_Assignment:_ For this listing, report how many lines contain the string "statue", using only a number.

_Exercise materials:_
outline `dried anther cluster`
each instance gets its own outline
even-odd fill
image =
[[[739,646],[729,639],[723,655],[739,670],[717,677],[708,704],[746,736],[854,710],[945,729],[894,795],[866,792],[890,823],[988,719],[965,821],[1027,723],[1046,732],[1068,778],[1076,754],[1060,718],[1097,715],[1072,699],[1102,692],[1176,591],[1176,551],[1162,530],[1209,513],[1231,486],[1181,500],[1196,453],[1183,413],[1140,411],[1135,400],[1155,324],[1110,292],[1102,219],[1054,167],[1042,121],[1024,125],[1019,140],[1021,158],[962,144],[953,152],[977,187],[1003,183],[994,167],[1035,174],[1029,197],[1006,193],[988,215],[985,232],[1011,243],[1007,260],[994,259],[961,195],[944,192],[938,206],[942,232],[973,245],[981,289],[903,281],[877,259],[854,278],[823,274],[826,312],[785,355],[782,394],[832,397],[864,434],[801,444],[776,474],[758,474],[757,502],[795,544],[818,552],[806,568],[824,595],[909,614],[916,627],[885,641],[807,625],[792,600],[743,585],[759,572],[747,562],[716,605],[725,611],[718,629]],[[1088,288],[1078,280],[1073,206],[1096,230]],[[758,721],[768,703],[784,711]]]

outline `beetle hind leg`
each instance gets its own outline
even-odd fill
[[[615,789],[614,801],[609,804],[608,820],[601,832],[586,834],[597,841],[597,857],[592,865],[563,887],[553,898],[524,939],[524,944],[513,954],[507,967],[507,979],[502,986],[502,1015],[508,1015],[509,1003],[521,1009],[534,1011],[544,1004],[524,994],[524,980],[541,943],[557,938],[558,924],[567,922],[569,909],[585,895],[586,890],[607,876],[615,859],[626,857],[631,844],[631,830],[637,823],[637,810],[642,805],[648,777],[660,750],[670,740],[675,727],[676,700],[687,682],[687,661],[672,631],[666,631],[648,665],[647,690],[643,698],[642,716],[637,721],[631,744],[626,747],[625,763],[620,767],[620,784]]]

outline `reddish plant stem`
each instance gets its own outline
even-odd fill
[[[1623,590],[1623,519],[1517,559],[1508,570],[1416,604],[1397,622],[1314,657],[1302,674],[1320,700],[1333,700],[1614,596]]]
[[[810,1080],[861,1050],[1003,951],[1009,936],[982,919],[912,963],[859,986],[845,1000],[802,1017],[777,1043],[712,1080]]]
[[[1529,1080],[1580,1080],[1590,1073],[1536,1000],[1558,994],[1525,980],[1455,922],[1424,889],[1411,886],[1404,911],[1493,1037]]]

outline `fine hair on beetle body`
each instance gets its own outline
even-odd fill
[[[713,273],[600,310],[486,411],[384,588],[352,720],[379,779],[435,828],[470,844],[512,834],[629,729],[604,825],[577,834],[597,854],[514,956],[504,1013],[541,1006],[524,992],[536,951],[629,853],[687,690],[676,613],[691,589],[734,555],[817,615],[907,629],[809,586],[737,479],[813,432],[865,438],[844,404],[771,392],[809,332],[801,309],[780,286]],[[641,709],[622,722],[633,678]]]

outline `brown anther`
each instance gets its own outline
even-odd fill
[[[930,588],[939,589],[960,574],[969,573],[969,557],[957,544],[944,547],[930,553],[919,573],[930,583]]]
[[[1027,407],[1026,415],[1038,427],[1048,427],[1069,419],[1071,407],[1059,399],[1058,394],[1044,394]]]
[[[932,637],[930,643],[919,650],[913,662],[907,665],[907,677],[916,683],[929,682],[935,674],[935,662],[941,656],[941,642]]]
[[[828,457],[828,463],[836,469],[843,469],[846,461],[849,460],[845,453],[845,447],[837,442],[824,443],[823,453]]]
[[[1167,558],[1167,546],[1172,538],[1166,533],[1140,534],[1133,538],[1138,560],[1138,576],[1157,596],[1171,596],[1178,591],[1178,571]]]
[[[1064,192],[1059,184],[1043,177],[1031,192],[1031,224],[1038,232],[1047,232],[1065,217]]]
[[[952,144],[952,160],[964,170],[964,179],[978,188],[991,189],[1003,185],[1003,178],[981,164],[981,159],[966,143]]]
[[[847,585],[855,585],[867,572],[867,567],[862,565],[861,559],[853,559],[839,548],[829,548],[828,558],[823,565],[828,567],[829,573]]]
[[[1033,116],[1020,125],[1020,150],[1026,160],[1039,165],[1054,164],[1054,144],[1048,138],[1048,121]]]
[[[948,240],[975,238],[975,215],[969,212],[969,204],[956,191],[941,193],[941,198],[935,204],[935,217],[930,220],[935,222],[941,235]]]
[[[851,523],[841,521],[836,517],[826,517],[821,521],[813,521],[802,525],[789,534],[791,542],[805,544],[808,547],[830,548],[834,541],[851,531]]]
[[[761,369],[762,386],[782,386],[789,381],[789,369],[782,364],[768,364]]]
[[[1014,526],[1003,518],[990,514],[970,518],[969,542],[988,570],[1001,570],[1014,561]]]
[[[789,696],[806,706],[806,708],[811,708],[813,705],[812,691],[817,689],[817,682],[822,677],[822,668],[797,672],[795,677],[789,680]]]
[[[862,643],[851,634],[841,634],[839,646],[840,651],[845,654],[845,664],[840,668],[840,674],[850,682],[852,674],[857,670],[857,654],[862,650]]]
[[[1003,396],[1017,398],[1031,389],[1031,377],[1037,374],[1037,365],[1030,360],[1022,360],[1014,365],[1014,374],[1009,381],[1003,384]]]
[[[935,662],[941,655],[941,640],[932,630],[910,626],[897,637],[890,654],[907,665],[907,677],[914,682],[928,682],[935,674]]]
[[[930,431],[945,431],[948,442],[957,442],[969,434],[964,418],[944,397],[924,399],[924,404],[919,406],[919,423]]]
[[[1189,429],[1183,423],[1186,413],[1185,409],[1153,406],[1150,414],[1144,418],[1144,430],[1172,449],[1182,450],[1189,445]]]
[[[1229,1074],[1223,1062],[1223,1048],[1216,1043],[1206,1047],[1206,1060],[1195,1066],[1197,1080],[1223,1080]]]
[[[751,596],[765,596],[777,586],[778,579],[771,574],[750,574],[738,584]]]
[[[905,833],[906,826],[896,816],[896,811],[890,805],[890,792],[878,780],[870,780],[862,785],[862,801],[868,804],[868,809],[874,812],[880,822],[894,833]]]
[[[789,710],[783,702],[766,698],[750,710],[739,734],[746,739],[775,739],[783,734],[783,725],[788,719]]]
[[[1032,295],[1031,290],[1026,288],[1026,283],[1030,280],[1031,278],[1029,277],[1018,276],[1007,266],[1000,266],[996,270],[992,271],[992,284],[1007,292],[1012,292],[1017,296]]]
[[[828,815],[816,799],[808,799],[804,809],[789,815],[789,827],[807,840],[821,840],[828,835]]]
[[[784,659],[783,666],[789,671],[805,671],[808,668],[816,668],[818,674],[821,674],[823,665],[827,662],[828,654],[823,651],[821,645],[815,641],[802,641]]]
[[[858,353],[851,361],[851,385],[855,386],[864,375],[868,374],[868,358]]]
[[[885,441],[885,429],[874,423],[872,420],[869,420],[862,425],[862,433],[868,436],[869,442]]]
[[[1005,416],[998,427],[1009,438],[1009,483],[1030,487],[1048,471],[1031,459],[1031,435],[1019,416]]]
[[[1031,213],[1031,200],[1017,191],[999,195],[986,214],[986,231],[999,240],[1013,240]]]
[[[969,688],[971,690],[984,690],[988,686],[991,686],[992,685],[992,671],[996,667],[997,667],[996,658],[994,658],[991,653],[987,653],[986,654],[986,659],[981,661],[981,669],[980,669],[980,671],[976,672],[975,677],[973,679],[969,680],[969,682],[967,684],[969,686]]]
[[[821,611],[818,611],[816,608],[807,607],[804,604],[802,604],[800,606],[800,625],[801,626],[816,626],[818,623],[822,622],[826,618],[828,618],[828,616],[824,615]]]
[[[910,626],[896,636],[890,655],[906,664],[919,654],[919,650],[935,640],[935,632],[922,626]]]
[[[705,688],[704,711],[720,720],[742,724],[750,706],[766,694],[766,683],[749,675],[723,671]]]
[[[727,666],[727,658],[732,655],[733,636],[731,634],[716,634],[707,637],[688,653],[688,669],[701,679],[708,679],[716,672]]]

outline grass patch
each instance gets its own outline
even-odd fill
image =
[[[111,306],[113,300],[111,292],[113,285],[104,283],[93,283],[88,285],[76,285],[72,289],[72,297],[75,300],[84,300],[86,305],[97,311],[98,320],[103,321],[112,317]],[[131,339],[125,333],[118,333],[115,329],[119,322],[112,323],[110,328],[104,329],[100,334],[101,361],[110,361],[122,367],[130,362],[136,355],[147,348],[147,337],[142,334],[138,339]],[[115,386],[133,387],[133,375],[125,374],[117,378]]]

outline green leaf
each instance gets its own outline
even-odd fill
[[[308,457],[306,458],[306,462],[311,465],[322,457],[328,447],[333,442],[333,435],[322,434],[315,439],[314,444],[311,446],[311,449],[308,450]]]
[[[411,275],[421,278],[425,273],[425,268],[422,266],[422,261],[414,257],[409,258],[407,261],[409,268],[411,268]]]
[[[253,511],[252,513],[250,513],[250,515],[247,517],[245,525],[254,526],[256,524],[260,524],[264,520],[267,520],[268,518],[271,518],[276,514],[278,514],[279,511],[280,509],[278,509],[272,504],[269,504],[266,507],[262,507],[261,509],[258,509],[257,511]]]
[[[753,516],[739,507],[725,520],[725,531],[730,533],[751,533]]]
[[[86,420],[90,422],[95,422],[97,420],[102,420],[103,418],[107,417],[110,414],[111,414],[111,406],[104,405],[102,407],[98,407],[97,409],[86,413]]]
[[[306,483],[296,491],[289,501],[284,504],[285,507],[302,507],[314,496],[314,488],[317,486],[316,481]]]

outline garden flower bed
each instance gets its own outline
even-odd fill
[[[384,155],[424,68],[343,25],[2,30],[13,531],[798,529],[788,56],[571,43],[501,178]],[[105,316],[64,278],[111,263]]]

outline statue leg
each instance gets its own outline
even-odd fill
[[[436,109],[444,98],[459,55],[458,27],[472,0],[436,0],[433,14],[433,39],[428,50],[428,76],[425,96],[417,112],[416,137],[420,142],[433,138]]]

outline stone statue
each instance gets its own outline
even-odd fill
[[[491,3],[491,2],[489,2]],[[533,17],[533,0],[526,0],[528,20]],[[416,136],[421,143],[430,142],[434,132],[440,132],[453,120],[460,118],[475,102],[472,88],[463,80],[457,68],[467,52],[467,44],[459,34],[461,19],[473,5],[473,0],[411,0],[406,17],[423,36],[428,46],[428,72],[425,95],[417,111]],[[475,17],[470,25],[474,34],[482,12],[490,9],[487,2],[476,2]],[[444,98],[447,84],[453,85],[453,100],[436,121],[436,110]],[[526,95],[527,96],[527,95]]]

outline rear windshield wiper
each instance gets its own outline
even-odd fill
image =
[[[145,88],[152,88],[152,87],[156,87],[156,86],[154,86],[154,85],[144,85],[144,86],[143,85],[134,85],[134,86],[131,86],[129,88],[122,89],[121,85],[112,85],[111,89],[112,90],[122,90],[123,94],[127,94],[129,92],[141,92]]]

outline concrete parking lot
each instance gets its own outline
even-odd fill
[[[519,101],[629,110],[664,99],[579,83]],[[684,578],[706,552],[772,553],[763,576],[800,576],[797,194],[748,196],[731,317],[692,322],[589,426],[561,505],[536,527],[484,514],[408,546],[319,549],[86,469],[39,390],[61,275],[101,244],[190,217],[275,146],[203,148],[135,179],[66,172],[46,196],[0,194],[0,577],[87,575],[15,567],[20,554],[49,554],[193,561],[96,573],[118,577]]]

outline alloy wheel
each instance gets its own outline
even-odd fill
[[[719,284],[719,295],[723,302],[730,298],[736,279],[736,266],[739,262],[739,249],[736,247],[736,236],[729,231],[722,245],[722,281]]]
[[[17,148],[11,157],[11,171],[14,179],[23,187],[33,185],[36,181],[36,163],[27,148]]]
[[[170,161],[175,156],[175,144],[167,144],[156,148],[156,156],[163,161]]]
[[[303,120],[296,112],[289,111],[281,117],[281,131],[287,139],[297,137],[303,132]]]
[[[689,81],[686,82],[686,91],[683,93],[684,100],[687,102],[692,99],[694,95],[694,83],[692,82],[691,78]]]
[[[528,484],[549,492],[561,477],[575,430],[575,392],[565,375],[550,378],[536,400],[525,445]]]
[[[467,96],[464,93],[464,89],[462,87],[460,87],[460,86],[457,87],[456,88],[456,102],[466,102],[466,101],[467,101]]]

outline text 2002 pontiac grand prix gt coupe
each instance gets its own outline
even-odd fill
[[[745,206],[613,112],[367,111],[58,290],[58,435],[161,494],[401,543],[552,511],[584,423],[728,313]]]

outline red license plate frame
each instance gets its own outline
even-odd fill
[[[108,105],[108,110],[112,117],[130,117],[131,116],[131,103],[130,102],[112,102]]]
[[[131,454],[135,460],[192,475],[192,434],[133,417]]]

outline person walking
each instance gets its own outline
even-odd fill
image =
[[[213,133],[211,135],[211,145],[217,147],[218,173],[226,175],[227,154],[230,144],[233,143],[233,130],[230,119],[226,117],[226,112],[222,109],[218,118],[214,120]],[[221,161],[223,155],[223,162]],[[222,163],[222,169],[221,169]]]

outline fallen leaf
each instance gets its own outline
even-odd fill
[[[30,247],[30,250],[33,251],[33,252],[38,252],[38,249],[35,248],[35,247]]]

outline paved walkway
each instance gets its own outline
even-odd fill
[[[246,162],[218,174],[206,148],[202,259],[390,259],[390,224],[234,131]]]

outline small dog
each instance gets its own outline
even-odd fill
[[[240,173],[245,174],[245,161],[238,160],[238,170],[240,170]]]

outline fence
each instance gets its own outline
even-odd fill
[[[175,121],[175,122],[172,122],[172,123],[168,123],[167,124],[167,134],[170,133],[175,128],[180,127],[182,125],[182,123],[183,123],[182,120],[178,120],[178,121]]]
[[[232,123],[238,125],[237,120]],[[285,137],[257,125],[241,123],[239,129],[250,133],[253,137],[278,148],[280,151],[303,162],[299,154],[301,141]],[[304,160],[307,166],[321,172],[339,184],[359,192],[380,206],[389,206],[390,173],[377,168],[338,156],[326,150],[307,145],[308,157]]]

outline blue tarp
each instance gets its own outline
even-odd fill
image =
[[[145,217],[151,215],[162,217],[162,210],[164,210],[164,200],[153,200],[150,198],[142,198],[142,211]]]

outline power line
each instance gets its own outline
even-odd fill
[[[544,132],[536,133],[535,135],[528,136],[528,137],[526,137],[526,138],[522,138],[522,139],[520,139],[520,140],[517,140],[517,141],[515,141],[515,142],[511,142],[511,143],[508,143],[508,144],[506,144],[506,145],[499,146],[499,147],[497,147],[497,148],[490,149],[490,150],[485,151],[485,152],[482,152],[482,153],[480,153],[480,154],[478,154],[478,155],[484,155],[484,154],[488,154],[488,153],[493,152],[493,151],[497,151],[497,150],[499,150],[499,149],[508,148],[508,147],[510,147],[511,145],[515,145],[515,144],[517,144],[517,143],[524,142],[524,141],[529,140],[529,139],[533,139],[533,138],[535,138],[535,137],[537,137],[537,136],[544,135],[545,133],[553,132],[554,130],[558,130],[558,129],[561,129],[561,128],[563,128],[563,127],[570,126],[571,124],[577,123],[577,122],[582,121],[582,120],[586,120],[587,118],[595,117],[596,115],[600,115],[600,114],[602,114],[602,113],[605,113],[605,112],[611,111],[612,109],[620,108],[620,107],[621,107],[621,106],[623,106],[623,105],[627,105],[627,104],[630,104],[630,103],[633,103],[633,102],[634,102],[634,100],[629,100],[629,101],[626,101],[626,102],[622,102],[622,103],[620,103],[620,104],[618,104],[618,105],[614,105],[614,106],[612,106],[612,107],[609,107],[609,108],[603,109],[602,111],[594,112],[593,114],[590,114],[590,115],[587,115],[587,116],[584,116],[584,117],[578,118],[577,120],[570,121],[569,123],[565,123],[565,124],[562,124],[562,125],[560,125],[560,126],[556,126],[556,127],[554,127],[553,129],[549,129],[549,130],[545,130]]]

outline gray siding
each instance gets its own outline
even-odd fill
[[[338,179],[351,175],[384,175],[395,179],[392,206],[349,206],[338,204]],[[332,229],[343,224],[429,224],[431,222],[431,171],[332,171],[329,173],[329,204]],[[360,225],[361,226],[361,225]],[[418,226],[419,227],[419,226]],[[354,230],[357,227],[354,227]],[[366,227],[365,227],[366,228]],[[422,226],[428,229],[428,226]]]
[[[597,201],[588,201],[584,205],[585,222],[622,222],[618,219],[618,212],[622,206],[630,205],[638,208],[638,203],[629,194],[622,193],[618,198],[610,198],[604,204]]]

_Written reply:_ 2